DO THIS:
Give every line back verbatim, dropping all images.

LISTED RECORDS:
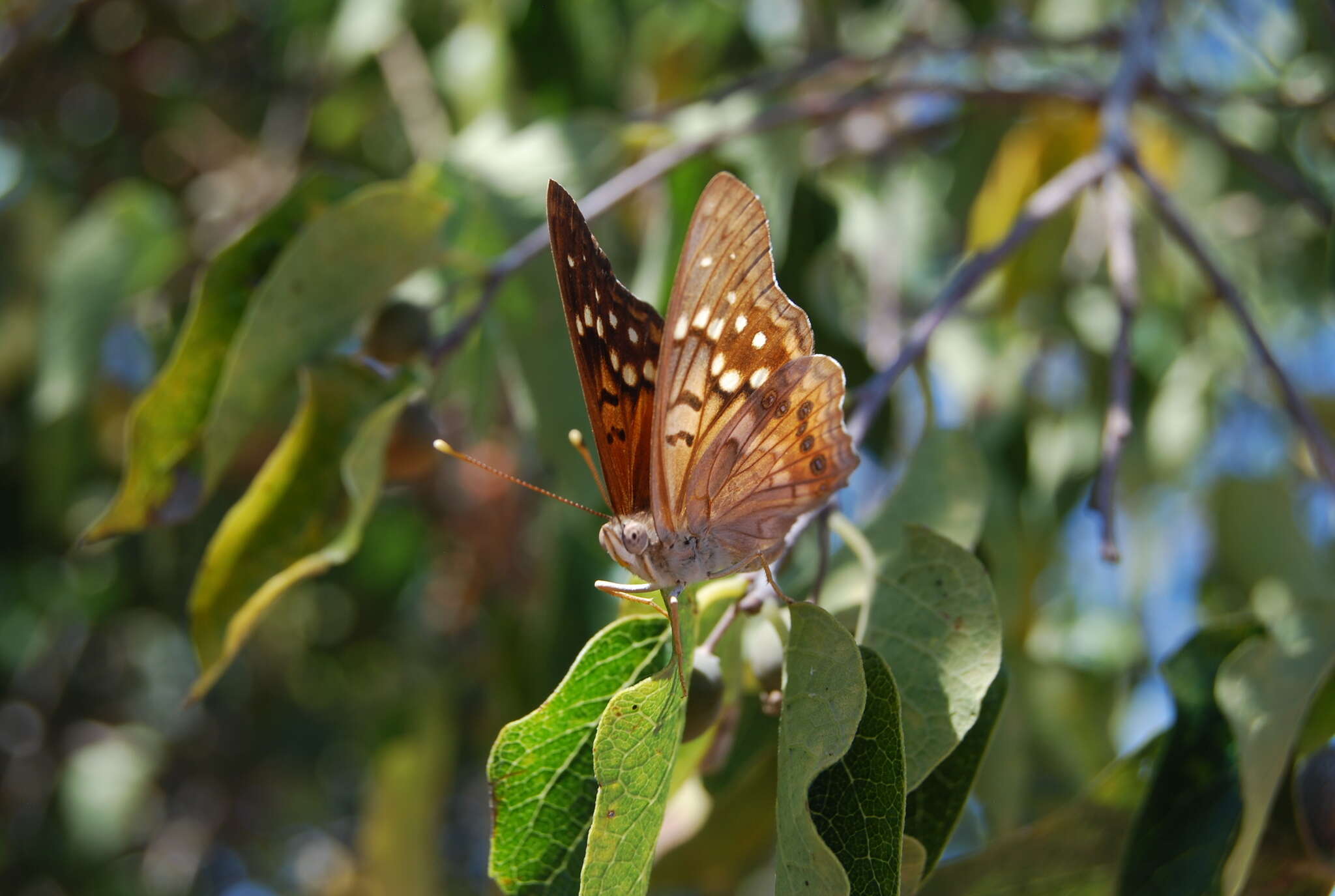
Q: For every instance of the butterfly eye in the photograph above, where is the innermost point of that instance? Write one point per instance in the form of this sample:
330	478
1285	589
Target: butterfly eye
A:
634	537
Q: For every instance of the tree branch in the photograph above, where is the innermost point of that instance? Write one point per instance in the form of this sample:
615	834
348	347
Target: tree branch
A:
1269	169
1049	199
1323	454
1117	426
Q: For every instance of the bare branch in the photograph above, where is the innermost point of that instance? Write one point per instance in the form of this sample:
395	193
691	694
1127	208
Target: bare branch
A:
656	165
1049	199
1269	169
1117	426
1323	453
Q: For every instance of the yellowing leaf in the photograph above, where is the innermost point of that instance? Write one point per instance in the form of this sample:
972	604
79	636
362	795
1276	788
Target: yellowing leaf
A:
303	513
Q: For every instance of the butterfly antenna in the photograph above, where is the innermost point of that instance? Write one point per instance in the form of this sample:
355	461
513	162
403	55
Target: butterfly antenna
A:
577	441
445	448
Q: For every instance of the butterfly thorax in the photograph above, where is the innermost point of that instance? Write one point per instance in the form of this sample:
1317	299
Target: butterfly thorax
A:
634	542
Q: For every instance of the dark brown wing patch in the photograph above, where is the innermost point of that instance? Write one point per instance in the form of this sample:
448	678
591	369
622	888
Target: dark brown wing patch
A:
616	340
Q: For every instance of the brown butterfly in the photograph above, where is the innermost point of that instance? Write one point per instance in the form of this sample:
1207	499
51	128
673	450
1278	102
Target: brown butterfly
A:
716	427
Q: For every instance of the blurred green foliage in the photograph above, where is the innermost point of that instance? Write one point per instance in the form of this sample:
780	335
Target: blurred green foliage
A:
230	197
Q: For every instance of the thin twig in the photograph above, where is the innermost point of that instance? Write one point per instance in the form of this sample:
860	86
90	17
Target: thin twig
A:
1117	426
1323	453
1272	171
656	165
1049	199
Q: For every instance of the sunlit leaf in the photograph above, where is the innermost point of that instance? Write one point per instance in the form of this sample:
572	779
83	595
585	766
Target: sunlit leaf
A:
1190	818
824	696
633	757
338	267
1265	689
935	621
857	803
303	513
933	808
164	425
542	767
127	240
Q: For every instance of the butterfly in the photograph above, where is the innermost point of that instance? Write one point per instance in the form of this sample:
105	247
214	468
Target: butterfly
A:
716	427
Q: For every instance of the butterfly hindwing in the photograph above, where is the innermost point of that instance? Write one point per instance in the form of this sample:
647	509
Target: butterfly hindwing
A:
616	341
782	454
729	328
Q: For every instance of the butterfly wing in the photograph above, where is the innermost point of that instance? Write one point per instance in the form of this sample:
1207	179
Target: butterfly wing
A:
729	328
616	341
782	454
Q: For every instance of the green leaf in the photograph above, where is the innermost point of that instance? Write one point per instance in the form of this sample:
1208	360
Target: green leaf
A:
633	757
1070	852
126	242
166	421
1265	689
397	839
1190	818
912	865
857	803
933	808
303	513
944	487
824	695
935	621
338	267
542	770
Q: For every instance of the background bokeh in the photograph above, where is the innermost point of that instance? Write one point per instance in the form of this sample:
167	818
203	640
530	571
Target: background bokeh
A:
345	752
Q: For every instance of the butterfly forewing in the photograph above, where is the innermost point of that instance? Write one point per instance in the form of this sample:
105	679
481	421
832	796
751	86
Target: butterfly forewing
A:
729	329
616	341
782	454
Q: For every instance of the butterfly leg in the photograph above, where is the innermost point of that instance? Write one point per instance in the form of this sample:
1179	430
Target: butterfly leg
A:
769	576
633	593
676	633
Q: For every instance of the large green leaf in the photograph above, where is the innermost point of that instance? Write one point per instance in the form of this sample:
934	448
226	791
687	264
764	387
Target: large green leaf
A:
933	808
944	487
1265	688
338	267
633	757
858	802
824	695
127	240
935	621
164	425
303	513
1190	818
542	768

FINAL RESULT:
Q: For every instance of the butterfly eye in the photograph above, where is the innermost point of that instance? Write one point per instance in the form of this sample:
330	478
1285	589
Target: butterfly eye
A:
634	537
Q: For every instance of the tree branch in the photograph above, where is the innermost point of that instance? Write one point per instance in the form of this sample:
615	834
348	347
Target: tree branch
A:
1269	169
1049	199
1323	454
1117	426
Q: For every instance of the bare branch in the photograph above, where is the innermost point of that instance? Write one point per instance in the form of this sample:
395	193
691	694
1127	208
Target: bare branch
A:
656	165
1049	199
1269	169
1117	426
1323	453
Q: For every instance of the yellowing leaf in the photograph above, where is the innermost point of that instance? Write one point per instance in the form of this sample:
972	604
79	636
362	795
1276	788
Target: yellowing leaf
A:
303	513
Q: For every instance of the butterfly antenna in the photograph above, where is the innermost point of that instance? Write one point per instance in the form of this sample:
355	461
513	162
403	55
Target: butterfly antenna
A:
577	441
445	448
Q: For every instance of the butterfly thorax in the photograph above, where is the innermost point of that instance? Write one point per instance in the form of this sample:
1317	299
Target: butterfly thorax
A:
634	542
Q: For every instance of the dark brown wing patch in the photograph above, where is the innermost point of that instance? Write one point per instance in the form of this sample:
448	678
591	369
622	888
Target: dark brown wing patch
A:
616	340
Q: For every instance of the brown butterfly in the photograph above, where is the innermost point of that instance? Write one point per instance in the form of this sample:
1207	499
51	128
673	450
1278	102
Target: brown butterfly
A:
716	427
Q: For every instance of the blurred green foliage in the photograph above, where is the innermost point of that instance? Write one point per instance in the form of this sample:
780	335
Target: blurred green foliage
A:
230	197
Q: For every instance of the thin twig in the photograph above, where is the innermost point of that instance? Write one point per instance in the form of this sample:
860	86
90	17
Target: thin twig
A:
1117	426
1323	453
1272	171
656	165
1049	199
Q: For every instance of the sunlit leaf in the photograph above, where is the innermost point of that instance? Write one point per instance in the form of this sample:
572	779
83	595
585	766
Target: sunlit leaf
A:
1190	818
824	696
633	757
338	267
1265	689
935	621
857	803
303	513
933	808
164	425
542	767
127	240
Q: For every instance of the butterfly in the photograph above, where is the innermost point of that instance? Write one point per instance in the form of this sample:
105	247
214	468
Target: butterfly
A:
716	427
Q: For every instance of the butterfly hindwing in the photograph above, where is the innermost point of that instance? Write one point per instance in the form of this sample:
647	509
Target: butterfly hindwing
A:
616	341
782	454
729	328
Q: For every instance of the butterfly wing in the photograph above, where is the innermost point of that instance? Write one point per instance in the form of this sample:
1207	179
Target: butterfly wing
A:
729	328
616	341
782	454
Q: For every instance of the green leaf in the photograph above, where is the innermost point of that instance? Write one point per instance in the form of this sample:
1208	360
Target: green leaf
A:
633	757
1070	852
126	242
166	421
1265	689
397	839
1190	818
912	865
857	803
933	808
303	513
944	487
824	695
935	621
338	267
542	770
Q: For every instance of the background bokeh in the photograph above, where is the innermost point of that instance? Write one point per instance in the form of this sample:
167	818
203	640
530	571
Target: background bokeh
A:
345	752
Q: For every instance of the butterfly forewing in the photograph above, where is the innermost point of that instance? Write one point per instance in the form of this sample:
105	679
481	421
832	796
751	86
Target: butterfly forewing
A:
729	329
616	341
782	454
Q: For every instance of the butterfly leg in the photograph above, where is the innermost point of that instance? Write one point per instance in the form of this sample:
1179	430
Target: butterfly leg
A:
769	576
633	593
676	633
Q: For every instance of the large green leaf in the photograph above, where is the innermost point of that instance? Write one point per instance in the form of this sample:
934	448
226	791
687	264
764	387
Target: large green leaf
A:
933	808
944	487
1265	688
338	267
633	757
858	802
824	695
127	240
935	621
164	425
303	513
1190	818
542	768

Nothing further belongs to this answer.